• **Testo di studio**:
I dati biometrici sono dati personali particolari che, come tali, sono estremamente meritevoli di protezione e il Garante ha ritenuto violato l’art. 5 del GDPR in quanto il trattamento dei dati biometrici degli studenti si configura come invasivo della loro integrità personale, non conforme al principio di “minimizzazione”, in quanto con il rilevamento biometrico erano state assunte informazioni personali superiori a quelle necessarie per lo scopo dichiarato, ossia il mero controllo di presenza.
Sblocca cantieri e GDPR, il punto di “scontro”
La questione si pone anche nel nostro ordinamento, non solo per il programmato controllo dei dipendenti pubblici, da parte del Dipartimento della funzione pubblica, già ritenuto esorbitante dal nostro Garante nazionale, ma anche rispetto agli ultimi provvedimenti varati dal Parlamento.
Il primo di questi provvedimenti è la Legge 14 giugno 2019, n. 55 – meglio conosciuta come “sblocca cantieri” – che per la parte relativa alla videosorveglianza a tutela dei minori e anziani prevede, all’art. 5 septies che, al fine di assicurare la più ampia tutela a favore dei minori nei servizi educativi per l’infanzia e nelle scuole dell’infanzia statali e paritarie, presso il Ministero dell’interno è istituito un fondo di 5 milioni di euro per l’anno 2019 e 15 milioni di euro per ciascuno degli anni dal 2020 al 2024, finalizzato all’erogazione a favore di ciascun comune delle risorse finanziarie occorrenti per l’installazione di sistemi di videosorveglianza a circuito chiuso presso ogni aula di ciascuna scuola nonché per l’acquisto delle apparecchiature finalizzate alla conservazione delle immagini per un periodo temporale adeguato.

• **Informazioni**:
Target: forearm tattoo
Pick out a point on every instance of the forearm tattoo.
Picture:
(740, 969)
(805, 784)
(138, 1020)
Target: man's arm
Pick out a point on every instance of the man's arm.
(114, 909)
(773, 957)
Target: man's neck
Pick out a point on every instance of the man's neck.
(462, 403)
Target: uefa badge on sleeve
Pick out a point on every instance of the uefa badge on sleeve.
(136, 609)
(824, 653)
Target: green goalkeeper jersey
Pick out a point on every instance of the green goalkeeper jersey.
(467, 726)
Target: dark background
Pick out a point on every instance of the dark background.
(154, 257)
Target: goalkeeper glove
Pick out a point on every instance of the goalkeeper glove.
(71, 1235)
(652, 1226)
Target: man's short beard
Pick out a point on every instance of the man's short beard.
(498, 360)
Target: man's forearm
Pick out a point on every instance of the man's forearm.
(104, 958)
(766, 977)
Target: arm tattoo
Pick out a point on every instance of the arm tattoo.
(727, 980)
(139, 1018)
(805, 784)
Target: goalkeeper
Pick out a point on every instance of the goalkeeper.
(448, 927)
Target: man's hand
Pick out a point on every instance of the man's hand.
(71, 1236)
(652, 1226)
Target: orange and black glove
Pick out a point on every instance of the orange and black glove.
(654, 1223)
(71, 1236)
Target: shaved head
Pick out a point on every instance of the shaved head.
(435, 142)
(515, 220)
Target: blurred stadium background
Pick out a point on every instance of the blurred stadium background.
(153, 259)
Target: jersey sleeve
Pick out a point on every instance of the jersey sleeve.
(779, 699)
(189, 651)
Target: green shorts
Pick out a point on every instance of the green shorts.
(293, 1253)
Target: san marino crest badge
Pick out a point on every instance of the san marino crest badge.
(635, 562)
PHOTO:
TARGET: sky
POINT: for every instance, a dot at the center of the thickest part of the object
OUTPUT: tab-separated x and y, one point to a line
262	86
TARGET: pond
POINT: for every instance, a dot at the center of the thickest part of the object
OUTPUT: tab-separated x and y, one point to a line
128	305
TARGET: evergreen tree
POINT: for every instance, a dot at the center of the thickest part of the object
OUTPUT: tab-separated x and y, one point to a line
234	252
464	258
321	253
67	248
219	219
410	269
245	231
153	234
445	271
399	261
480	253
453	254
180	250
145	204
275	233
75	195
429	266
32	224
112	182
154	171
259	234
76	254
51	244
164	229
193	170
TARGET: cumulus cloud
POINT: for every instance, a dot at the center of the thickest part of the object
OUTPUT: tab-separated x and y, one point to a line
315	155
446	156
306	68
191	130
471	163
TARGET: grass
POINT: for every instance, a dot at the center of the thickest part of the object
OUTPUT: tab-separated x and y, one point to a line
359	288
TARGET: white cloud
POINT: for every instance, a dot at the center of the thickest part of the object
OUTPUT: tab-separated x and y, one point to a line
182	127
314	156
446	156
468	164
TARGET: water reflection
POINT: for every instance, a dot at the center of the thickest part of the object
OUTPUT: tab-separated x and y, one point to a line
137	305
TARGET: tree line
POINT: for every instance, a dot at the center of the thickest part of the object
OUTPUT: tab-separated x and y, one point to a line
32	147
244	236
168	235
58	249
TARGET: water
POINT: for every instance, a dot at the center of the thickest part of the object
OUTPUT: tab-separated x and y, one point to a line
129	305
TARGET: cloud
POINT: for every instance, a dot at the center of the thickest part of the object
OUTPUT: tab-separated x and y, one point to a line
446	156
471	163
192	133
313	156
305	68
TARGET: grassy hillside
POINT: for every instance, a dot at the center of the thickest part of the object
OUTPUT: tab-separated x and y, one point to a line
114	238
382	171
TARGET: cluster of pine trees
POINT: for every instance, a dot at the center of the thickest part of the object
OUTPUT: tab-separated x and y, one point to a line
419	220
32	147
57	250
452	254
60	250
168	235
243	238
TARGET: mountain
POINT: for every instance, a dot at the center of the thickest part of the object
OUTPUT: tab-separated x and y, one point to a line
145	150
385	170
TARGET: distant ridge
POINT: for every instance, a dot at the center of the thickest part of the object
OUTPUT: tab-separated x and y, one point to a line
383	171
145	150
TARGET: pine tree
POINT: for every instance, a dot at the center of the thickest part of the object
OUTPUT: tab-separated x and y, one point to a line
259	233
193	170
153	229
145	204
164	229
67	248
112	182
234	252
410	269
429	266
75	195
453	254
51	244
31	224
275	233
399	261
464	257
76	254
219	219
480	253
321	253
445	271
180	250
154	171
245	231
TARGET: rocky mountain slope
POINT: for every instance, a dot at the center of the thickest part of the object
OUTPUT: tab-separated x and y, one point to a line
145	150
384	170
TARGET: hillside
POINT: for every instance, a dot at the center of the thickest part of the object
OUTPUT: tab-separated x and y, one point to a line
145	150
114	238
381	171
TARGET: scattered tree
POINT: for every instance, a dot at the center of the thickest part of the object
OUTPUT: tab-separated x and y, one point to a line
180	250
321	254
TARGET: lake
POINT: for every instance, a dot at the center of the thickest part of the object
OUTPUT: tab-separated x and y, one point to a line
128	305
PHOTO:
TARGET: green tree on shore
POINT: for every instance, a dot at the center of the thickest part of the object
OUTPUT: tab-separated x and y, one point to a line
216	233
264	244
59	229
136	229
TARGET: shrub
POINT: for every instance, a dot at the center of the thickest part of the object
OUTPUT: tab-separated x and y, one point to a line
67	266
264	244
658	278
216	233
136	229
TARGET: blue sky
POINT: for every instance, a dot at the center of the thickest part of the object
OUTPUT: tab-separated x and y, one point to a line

• **Consegna A**: Ricopia dal testo sui dati biometrici e la videosorveglianza il passo che comincia con "I dati biometrici sono" e termina con "controllo di presenza.".
• **Consegna B**: Indica se ciascuna affermazione concorda con il testo di studio, rispondendo sì o no e citando alla lettera le parole del testo che lo decidono. (i) Il Garante ha ritenuto violato l’art. 5 del GDPR. (ii) Il fondo istituito presso il Ministero dell’interno ammonta a 15 milioni di euro per l’anno 2019. (iii) La Legge 14 giugno 2019, n. 55 è meglio conosciuta come “sblocca cantieri”.

• **Risposta scritta A**:
I dati biometrici sono dati personali particolari che, come tali, sono estremamente meritevoli di protezione e il Garante ha ritenuto violato l’art. 5 del GDPR in quanto il trattamento dei dati biometrici degli studenti si configura come invasivo della loro integrità personale, non conforme al principio di “minimizzazione”, in quanto con il rilevamento biometrico erano state assunte informazioni personali superiori a quelle necessarie per lo scopo dichiarato, ossia il mero controllo di presenza.

• **Risposta scritta B**:
(i) Sì: «il Garante ha ritenuto violato l’art. 5 del GDPR».
(ii) No: «5 milioni di euro per l’anno 2019».
(iii) Sì: «meglio conosciuta come “sblocca cantieri”».